Stated goal — Gather each line of the data below that contains the word "cliff", treating uppercase and lowercase letters as different.

Data section —

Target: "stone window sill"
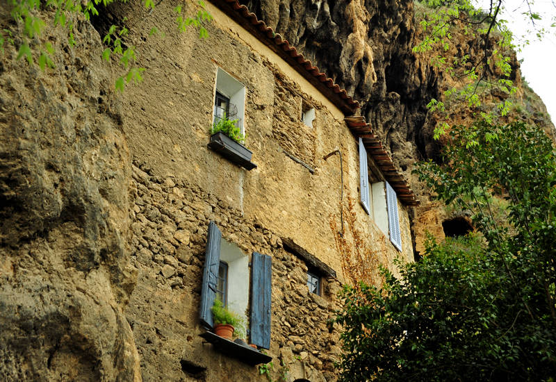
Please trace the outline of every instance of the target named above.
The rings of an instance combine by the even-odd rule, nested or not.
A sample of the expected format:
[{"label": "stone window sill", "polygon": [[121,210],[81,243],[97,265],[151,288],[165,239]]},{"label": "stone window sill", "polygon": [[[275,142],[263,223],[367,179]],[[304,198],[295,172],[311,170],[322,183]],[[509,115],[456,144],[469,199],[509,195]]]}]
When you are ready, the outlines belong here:
[{"label": "stone window sill", "polygon": [[217,133],[211,136],[208,147],[230,162],[250,170],[256,167],[251,161],[252,152],[243,144],[234,141],[222,133]]},{"label": "stone window sill", "polygon": [[213,344],[214,348],[220,353],[236,358],[251,366],[255,366],[259,363],[268,363],[272,360],[272,358],[270,356],[263,354],[251,347],[236,344],[234,341],[216,335],[212,332],[206,331],[199,335],[204,338],[207,342]]}]

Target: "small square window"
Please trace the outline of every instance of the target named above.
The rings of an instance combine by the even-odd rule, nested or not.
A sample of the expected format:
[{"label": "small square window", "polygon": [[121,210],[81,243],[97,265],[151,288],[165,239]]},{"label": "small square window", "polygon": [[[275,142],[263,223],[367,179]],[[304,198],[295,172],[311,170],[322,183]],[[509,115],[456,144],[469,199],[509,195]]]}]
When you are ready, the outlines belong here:
[{"label": "small square window", "polygon": [[237,119],[236,126],[245,134],[245,86],[219,67],[216,71],[213,124],[218,122],[225,113],[229,119]]},{"label": "small square window", "polygon": [[307,286],[309,292],[320,296],[321,283],[320,276],[311,272],[307,272]]},{"label": "small square window", "polygon": [[302,100],[301,101],[301,120],[309,127],[313,127],[313,121],[315,120],[315,108]]}]

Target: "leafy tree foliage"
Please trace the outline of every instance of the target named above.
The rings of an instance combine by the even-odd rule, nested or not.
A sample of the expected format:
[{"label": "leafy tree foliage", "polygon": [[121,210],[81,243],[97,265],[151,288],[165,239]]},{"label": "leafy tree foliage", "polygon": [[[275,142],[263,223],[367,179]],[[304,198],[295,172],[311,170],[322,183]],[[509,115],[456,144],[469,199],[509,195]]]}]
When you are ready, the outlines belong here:
[{"label": "leafy tree foliage", "polygon": [[[341,381],[553,381],[556,153],[515,122],[454,128],[445,163],[416,172],[477,233],[344,291]],[[496,201],[502,199],[504,201]]]},{"label": "leafy tree foliage", "polygon": [[[485,8],[477,8],[482,3]],[[506,116],[512,110],[517,88],[516,67],[510,64],[514,49],[525,45],[528,40],[517,42],[508,28],[503,15],[507,0],[423,0],[417,8],[425,10],[420,17],[424,31],[422,40],[414,51],[427,52],[431,63],[450,78],[452,86],[445,90],[439,99],[433,99],[427,107],[441,119],[434,138],[448,131],[452,103],[463,104],[477,117],[491,123]],[[534,38],[542,38],[556,26],[556,3],[554,13],[541,15],[533,0],[510,4],[512,13],[518,13],[529,20]],[[551,26],[545,22],[552,19]],[[547,26],[543,26],[544,25]],[[458,45],[457,37],[464,40]],[[486,100],[493,100],[496,107],[484,107]],[[498,99],[496,99],[498,98]]]}]

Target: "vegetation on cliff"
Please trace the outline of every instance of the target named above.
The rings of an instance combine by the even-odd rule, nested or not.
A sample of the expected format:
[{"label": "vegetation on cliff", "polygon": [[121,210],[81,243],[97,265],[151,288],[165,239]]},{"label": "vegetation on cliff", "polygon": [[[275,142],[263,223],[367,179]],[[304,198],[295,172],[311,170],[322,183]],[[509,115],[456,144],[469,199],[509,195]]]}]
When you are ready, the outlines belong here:
[{"label": "vegetation on cliff", "polygon": [[[345,291],[342,381],[549,381],[556,375],[556,151],[541,129],[452,128],[417,170],[477,234]],[[501,197],[504,202],[496,201]]]}]

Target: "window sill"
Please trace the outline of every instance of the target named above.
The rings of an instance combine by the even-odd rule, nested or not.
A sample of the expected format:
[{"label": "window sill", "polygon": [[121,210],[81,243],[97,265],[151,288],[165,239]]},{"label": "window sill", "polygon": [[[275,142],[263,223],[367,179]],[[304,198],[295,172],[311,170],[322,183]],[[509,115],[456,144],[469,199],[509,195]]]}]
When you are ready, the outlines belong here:
[{"label": "window sill", "polygon": [[272,358],[270,356],[263,354],[251,347],[236,344],[234,341],[216,335],[212,332],[206,331],[199,335],[204,338],[207,342],[213,344],[214,347],[220,353],[237,358],[251,366],[255,366],[259,363],[268,363],[272,360]]},{"label": "window sill", "polygon": [[256,165],[251,162],[253,153],[223,133],[211,135],[211,142],[208,142],[208,147],[233,163],[247,170],[256,167]]}]

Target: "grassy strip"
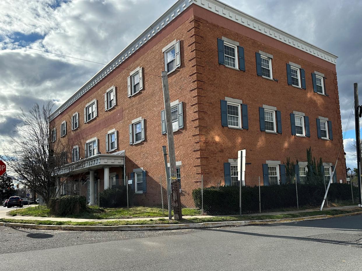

Problem solution —
Target: "vegetation on cliff"
[{"label": "vegetation on cliff", "polygon": [[121,210],[81,243],[97,265],[151,288],[165,239]]},{"label": "vegetation on cliff", "polygon": [[[275,142],[263,223],[367,179]],[[304,198],[295,172],[311,170],[322,183]],[[509,115],[456,144],[469,199],[509,195]]]}]
[{"label": "vegetation on cliff", "polygon": [[[345,291],[342,381],[549,381],[556,375],[556,151],[541,129],[452,128],[417,170],[477,234]],[[501,197],[504,202],[496,201]]]}]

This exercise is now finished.